— Aim —
Reproduce every one of the following lines without any change.

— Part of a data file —
═══
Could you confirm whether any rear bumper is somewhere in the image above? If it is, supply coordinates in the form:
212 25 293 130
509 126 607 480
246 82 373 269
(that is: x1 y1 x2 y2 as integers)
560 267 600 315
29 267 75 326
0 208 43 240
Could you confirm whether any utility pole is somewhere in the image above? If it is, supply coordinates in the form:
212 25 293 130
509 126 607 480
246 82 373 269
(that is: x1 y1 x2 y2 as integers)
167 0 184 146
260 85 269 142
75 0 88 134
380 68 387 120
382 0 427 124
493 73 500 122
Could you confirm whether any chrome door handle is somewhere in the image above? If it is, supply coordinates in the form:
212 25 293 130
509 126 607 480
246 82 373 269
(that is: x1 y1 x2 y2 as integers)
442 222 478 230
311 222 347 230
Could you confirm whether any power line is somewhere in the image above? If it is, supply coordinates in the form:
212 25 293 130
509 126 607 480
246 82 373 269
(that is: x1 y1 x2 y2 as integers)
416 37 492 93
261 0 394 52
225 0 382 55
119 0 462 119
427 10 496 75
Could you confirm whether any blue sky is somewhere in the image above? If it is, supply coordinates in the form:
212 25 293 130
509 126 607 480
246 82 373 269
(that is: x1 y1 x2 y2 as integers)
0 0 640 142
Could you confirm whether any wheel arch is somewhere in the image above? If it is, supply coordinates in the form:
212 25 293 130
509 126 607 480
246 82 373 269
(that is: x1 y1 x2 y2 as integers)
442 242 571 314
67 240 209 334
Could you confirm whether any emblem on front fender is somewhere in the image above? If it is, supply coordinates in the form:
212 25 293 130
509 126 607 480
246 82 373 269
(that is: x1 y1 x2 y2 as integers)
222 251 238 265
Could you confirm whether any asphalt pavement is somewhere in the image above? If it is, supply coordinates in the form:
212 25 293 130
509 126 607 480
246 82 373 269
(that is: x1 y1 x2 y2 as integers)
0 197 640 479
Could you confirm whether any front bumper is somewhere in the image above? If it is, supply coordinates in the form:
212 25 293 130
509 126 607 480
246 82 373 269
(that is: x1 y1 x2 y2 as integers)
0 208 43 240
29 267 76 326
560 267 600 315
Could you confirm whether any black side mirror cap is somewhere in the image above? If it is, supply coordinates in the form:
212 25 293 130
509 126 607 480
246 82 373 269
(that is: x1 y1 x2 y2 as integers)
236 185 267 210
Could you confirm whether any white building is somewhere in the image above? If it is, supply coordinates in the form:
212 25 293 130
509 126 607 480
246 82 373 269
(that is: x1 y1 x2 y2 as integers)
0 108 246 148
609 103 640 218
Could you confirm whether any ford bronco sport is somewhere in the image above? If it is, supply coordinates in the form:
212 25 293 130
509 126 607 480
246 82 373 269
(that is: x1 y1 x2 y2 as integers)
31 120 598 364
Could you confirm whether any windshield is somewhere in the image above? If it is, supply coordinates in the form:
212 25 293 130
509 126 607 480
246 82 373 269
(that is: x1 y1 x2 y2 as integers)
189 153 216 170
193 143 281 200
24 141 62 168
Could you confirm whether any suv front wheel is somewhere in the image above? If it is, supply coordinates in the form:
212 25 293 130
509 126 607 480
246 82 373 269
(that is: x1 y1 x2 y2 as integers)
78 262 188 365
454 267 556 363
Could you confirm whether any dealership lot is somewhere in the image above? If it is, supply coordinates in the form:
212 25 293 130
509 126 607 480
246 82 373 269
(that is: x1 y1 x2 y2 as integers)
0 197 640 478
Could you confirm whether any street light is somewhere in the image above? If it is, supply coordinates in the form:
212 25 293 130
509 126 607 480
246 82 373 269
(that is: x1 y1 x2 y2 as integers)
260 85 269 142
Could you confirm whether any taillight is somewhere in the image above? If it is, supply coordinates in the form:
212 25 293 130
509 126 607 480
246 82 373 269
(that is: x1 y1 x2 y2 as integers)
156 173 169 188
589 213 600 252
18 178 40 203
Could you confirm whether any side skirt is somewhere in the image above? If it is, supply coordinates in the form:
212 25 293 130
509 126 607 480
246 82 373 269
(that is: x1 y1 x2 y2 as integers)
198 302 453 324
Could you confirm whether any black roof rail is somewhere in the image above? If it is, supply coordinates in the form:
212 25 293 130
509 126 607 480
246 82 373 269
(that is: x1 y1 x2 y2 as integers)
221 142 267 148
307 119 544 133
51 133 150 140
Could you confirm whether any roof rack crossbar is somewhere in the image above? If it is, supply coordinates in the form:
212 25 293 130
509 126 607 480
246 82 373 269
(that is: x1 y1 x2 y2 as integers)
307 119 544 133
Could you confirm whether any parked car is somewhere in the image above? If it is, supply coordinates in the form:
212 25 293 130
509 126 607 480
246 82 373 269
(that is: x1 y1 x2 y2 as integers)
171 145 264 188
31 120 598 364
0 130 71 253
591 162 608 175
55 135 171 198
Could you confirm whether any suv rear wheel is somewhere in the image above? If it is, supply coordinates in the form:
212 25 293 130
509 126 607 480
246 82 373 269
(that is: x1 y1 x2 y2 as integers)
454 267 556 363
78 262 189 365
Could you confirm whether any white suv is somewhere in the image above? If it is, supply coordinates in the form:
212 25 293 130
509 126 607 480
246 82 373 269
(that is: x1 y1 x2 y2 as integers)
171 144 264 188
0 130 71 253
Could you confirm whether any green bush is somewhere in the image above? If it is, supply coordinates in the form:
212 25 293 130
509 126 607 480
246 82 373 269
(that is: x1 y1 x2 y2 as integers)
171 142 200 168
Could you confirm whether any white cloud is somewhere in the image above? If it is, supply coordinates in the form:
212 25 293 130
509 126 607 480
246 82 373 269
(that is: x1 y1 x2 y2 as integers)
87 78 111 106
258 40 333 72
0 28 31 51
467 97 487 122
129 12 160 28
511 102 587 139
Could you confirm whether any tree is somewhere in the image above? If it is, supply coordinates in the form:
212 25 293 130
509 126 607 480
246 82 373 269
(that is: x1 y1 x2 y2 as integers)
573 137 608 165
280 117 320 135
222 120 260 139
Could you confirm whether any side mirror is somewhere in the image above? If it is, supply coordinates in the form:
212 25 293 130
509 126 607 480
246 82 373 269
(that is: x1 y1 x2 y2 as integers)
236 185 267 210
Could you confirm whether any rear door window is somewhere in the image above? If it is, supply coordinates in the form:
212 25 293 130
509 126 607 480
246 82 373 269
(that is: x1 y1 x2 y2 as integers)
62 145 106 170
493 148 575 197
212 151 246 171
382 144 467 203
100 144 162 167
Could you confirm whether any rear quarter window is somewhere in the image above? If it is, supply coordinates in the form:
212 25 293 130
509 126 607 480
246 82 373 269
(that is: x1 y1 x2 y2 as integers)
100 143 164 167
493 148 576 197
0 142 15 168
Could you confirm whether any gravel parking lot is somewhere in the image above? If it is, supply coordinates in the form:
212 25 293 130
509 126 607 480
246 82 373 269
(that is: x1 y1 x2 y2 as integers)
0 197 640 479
═══
— Final answer —
Could you confirm whether any rear bumper is somewhere in the image above? If it is, supply coordinates in the form:
212 25 293 130
509 126 607 480
246 82 373 269
(that is: x1 y1 x2 y2 as integers)
560 267 600 315
29 267 75 326
0 208 43 240
Could you confirm whether any utility pole is somewhere in the image above? If it is, supply coordinates in the form:
212 25 293 130
509 126 607 480
246 82 373 269
(that is: x1 y1 x2 y2 as integers)
167 0 184 146
260 85 269 142
75 0 88 134
380 68 387 120
382 0 427 124
493 73 500 122
Could you confirm whether any chrome door handle is somewhere in the image above? If it is, supply coordinates in the form:
212 25 293 130
509 126 607 480
246 82 373 269
(that is: x1 y1 x2 y2 as integers)
442 222 478 230
311 222 347 230
Could you confirm whether any power line is somewhere in the image above? If it is, supply coordinates in the form:
212 25 293 130
509 126 607 480
246 82 373 269
(that is: x1 y1 x2 y2 as integers)
416 37 492 93
261 0 394 52
225 0 382 55
119 0 462 119
427 10 496 75
Could you confirm whether any blue sky is somewhere in the image above? If it is, supply coordinates in the form:
212 25 293 130
509 126 607 480
246 82 373 269
(that is: x1 y1 x2 y2 as integers)
0 0 640 142
Could you confirm whether any wheel arch is somewhere in the image above? If it is, supply coordinates in the form:
212 25 293 130
509 126 607 480
246 82 373 269
(that is: x1 y1 x2 y2 as integers)
442 242 571 314
67 240 209 334
Could you confirm whether any emblem on front fender is somewhere in the image above? If it is, supply coordinates in the form:
212 25 293 130
509 126 607 480
246 82 373 269
(that is: x1 y1 x2 y2 as integers)
222 251 238 265
Could you confirm whether any asphalt pavement is somewhere in the image above? If it is, supply coordinates in the form:
212 25 293 130
509 126 607 480
246 82 373 269
(that is: x1 y1 x2 y2 as integers)
0 197 640 479
Could you confirm whether any front bumper is somewhere in the image above? If it is, supply coordinates in the form:
212 25 293 130
509 126 607 480
246 82 373 269
(that is: x1 y1 x2 y2 as integers)
0 208 43 240
29 267 76 326
560 267 600 315
Could you confirm whether any black side mirror cap is somewhere in the image above? If it is, supply coordinates in the form:
212 25 293 130
509 126 607 480
246 82 373 269
(that is: x1 y1 x2 y2 as integers)
236 185 267 210
Could you confirm whether any white building is somewhere in the image above? If it is, supply coordinates in the form:
212 25 293 130
509 126 607 480
246 82 373 269
(that is: x1 y1 x2 y2 as integers)
0 108 246 148
609 103 640 218
Could you confirm whether any ford bronco sport is somewhere in the image above? If it is, supply coordinates in the form:
212 25 293 130
509 126 607 480
246 82 373 269
(that is: x1 y1 x2 y2 as integers)
31 120 598 364
Could you confirm whether any windshield is somewhere in the image above? If it is, supply coordinates in the form:
212 25 293 130
509 126 607 480
246 82 373 269
(that is: x1 y1 x2 y2 as integers)
189 153 216 170
193 143 281 200
24 141 62 168
Could you confirm whether any suv front wheel is somewhere in the image above? If it is, supply coordinates in the form:
212 25 293 130
509 126 607 480
246 82 373 269
(that is: x1 y1 x2 y2 as integers)
78 262 188 365
454 267 556 363
Could you confirm whether any dealership lot is somewhere in the image above? If it is, supply coordinates in the form:
212 25 293 130
509 126 607 480
246 82 373 269
(that is: x1 y1 x2 y2 as integers)
0 197 640 478
Could you confirm whether any street light is somewhere in the image above? If it is, supply coordinates in the form:
212 25 293 130
509 126 607 480
246 82 373 269
(that is: x1 y1 x2 y2 as integers)
260 85 269 142
Could you confirm whether any taillight is somewhere in the image above? If it is, supply coordinates in the form:
212 25 293 130
509 126 607 480
246 82 373 269
(that is: x1 y1 x2 y2 as integers)
156 173 169 188
589 213 600 252
18 178 40 203
Could you confirm whether any side skirt is somewhere in the image above? If it is, supply coordinates in the form:
212 25 293 130
509 126 607 480
246 82 373 269
(that is: x1 y1 x2 y2 as integers)
198 302 453 324
Could you confirm whether any black roof rail is somewhere in the image above? If it is, supply coordinates in the form:
212 25 293 130
509 126 607 480
246 82 373 269
(that is: x1 y1 x2 y2 as integers)
221 142 267 148
307 119 544 133
51 133 150 140
Could you confirm whether any roof rack crossbar is somewhere in the image above? If it is, supply coordinates in the form:
212 25 293 130
509 126 607 480
246 82 373 269
(that is: x1 y1 x2 y2 as integers)
307 119 544 133
Could you confirm whether any parked car is somewhere in the image above? If it is, supply coordinates in the form:
212 25 293 130
509 126 607 480
246 82 373 269
(that is: x1 y1 x2 y2 as integers)
171 145 264 188
31 120 598 364
0 130 71 253
591 162 608 175
55 135 171 198
Could you confirm whether any suv rear wheel is somewhere in the image above? If it is, supply coordinates in the form:
212 25 293 130
509 126 607 480
246 82 373 269
(that is: x1 y1 x2 y2 as integers)
454 267 556 363
78 262 189 365
Could you confirm whether any white suv is somewhere in the image above? If it is, supply coordinates in the form:
212 25 293 130
509 126 607 480
246 82 373 269
(that is: x1 y1 x2 y2 as integers)
171 144 264 188
0 130 71 253
Could you confirm whether any green bush is somewhere in the image above? If it is, supply coordinates in the form:
212 25 293 130
509 126 607 480
246 82 373 269
(that is: x1 y1 x2 y2 as integers)
171 142 200 168
Could you confirm whether any white cloud is somewhere in the image above? If it is, supply coordinates in the form:
212 25 293 130
509 126 607 480
246 82 373 269
(that is: x1 y1 x2 y2 as integers)
87 78 111 106
258 40 333 72
0 28 31 51
467 97 487 122
129 12 160 28
511 102 587 139
Could you confirm whether any tree is somewhere in the image above? If it is, supply coordinates in the form:
212 25 293 130
509 126 607 480
246 82 373 269
(that is: x1 y1 x2 y2 as integers)
573 137 608 165
280 117 320 135
222 120 260 139
Could you confirm whether any side mirror is somewhere in the image above? If it is, supply coordinates in the form:
212 25 293 130
509 126 607 480
246 82 373 269
(that is: x1 y1 x2 y2 as integers)
236 185 267 210
Could you confirm whether any rear door window is somewhere in the image above? If it is, supply coordinates in the form:
212 25 293 130
509 126 607 480
246 82 373 269
(that is: x1 y1 x2 y2 as integers)
62 145 106 170
493 148 575 197
212 151 246 171
382 144 467 203
100 144 162 167
Could you confirm whether any rear quarter window is somewhere in the image above? If it is, supply coordinates in the form:
212 25 293 130
509 126 607 480
246 82 373 269
(that is: x1 y1 x2 y2 as integers)
100 143 164 167
493 148 576 197
0 142 15 168
Could you confirm whether any gravel parking lot is somewhere in the image above? If it is, supply coordinates in the form:
212 25 293 130
509 126 607 480
246 82 373 269
(that is: x1 y1 x2 y2 as integers)
0 197 640 479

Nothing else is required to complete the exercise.